# Exercise
Change "drop a marker" to "place a pin" in the items, starting with the line that contains "Note to the class: find the white sink" and going on through the end of the items, and give those lines again with everything else left as it is.

--- Input rows ---

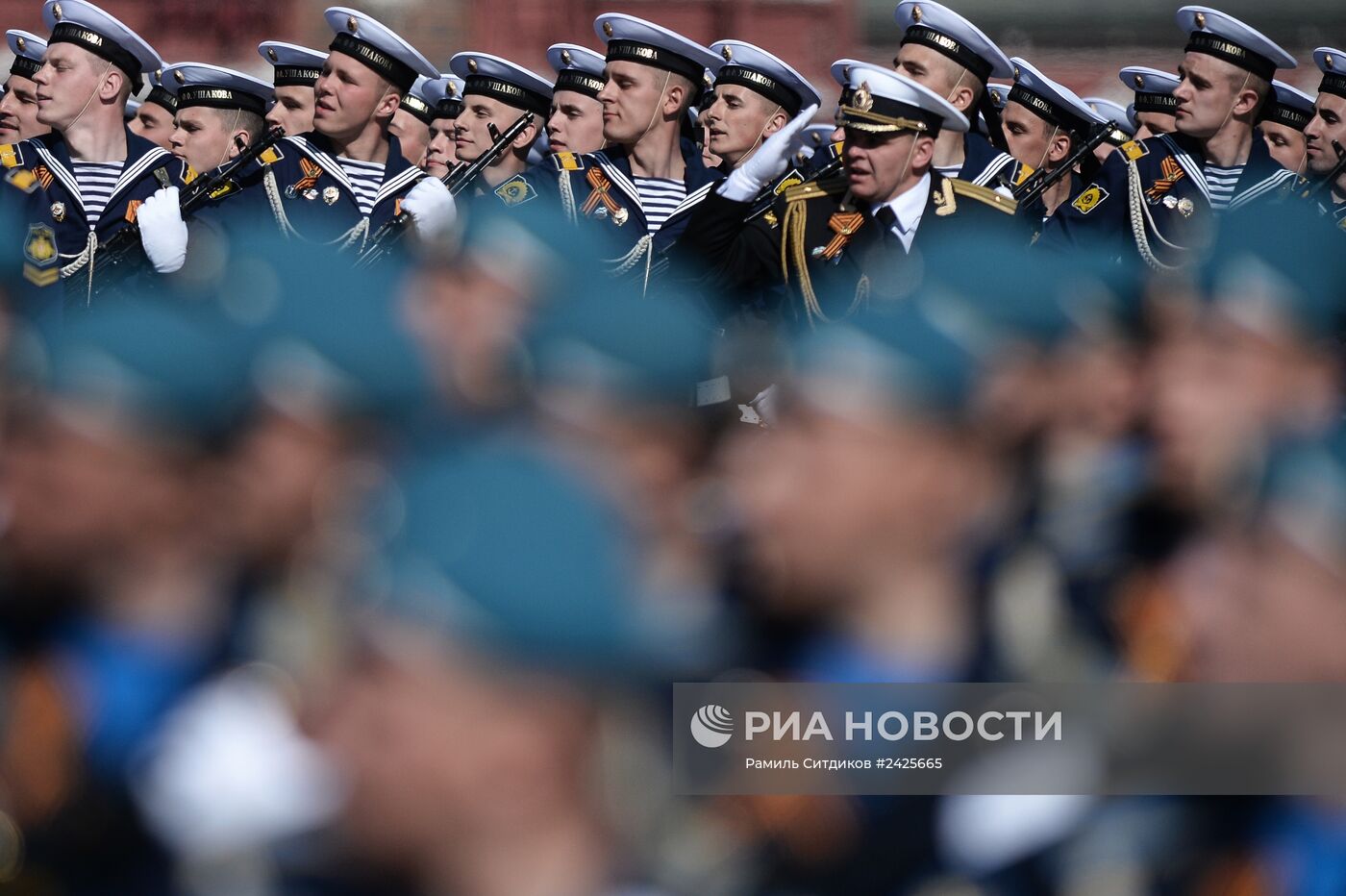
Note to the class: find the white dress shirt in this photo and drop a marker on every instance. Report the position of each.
(908, 208)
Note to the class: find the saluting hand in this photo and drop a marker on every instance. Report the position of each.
(431, 206)
(767, 163)
(163, 233)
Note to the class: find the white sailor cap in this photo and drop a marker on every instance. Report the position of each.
(1333, 64)
(198, 84)
(417, 103)
(1154, 90)
(373, 43)
(446, 94)
(87, 26)
(1288, 107)
(159, 94)
(885, 101)
(945, 31)
(763, 73)
(27, 50)
(1050, 101)
(578, 69)
(487, 76)
(295, 66)
(630, 39)
(1224, 37)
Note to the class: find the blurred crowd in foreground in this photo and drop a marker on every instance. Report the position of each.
(320, 582)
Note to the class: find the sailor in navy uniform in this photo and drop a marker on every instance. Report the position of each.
(154, 117)
(98, 177)
(347, 178)
(642, 188)
(217, 110)
(1045, 123)
(935, 36)
(576, 116)
(1161, 195)
(295, 71)
(447, 96)
(858, 236)
(498, 91)
(19, 103)
(756, 94)
(1328, 124)
(1283, 121)
(412, 120)
(1154, 107)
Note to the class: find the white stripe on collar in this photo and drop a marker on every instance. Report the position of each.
(1188, 164)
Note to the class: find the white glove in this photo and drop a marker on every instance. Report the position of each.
(163, 233)
(767, 163)
(431, 206)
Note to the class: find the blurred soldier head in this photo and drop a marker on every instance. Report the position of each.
(412, 121)
(19, 101)
(1329, 121)
(1283, 123)
(154, 120)
(447, 94)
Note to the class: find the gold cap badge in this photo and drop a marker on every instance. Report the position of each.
(863, 100)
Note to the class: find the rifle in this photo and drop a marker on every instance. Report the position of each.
(767, 197)
(1042, 181)
(457, 181)
(121, 253)
(1326, 184)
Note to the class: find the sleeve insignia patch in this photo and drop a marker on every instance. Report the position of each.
(23, 179)
(515, 191)
(1089, 199)
(568, 162)
(1134, 150)
(39, 256)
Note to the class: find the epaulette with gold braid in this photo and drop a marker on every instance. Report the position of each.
(985, 195)
(811, 190)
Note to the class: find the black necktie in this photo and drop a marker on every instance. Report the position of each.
(887, 218)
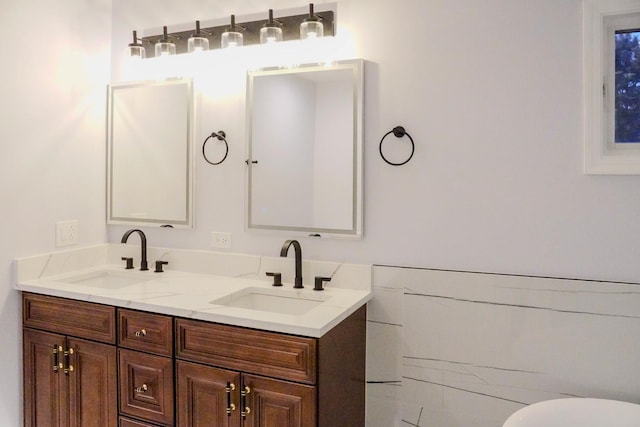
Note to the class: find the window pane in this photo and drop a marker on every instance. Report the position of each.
(627, 77)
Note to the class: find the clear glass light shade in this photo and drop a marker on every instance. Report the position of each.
(311, 30)
(165, 49)
(270, 35)
(197, 44)
(136, 52)
(231, 39)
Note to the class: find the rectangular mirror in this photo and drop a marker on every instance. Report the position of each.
(305, 149)
(150, 153)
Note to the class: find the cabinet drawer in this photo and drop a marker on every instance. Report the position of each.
(146, 386)
(70, 317)
(259, 352)
(125, 422)
(148, 332)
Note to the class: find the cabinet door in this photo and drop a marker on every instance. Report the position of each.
(275, 403)
(93, 384)
(45, 398)
(203, 397)
(146, 386)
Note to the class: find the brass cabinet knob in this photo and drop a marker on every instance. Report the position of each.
(142, 389)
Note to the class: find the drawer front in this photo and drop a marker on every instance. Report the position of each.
(70, 317)
(125, 422)
(146, 386)
(148, 332)
(259, 352)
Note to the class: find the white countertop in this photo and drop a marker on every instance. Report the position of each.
(190, 295)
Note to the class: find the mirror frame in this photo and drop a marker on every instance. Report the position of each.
(189, 126)
(356, 231)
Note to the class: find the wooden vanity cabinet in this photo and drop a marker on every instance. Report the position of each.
(238, 377)
(70, 376)
(145, 364)
(169, 371)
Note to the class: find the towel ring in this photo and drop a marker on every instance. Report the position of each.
(221, 137)
(398, 132)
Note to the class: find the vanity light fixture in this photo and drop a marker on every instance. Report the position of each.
(312, 26)
(271, 31)
(307, 24)
(232, 37)
(198, 42)
(135, 49)
(164, 46)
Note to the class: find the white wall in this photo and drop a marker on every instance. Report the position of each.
(52, 146)
(490, 92)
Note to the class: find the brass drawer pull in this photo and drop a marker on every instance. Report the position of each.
(141, 333)
(68, 366)
(243, 401)
(56, 360)
(230, 406)
(142, 389)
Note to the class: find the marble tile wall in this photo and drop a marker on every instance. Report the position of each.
(457, 349)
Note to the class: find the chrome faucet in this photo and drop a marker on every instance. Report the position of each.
(143, 246)
(298, 253)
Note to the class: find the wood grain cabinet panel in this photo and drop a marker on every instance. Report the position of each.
(75, 385)
(258, 352)
(148, 332)
(146, 386)
(80, 319)
(221, 376)
(279, 403)
(126, 422)
(206, 396)
(45, 399)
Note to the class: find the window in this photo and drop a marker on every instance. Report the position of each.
(612, 86)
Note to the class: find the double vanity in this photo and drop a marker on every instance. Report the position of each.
(207, 341)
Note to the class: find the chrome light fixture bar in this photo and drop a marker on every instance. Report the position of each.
(290, 26)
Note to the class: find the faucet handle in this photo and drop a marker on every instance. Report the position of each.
(129, 261)
(159, 265)
(319, 281)
(277, 278)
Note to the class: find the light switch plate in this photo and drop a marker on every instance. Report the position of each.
(221, 240)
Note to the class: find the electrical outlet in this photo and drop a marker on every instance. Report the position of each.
(221, 240)
(66, 233)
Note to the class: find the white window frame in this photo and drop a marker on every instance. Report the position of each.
(602, 155)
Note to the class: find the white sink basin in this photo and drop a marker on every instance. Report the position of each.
(577, 412)
(271, 300)
(108, 279)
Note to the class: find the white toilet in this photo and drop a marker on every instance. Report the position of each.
(577, 412)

---

# Solution to this exercise
Note to the class: find the white sink basin in this photo and place a pin on every instance. Report the position of each.
(577, 412)
(271, 300)
(108, 279)
Note to the class: find the white toilet in this photo and place a pin on every instance. Report the position of each.
(577, 412)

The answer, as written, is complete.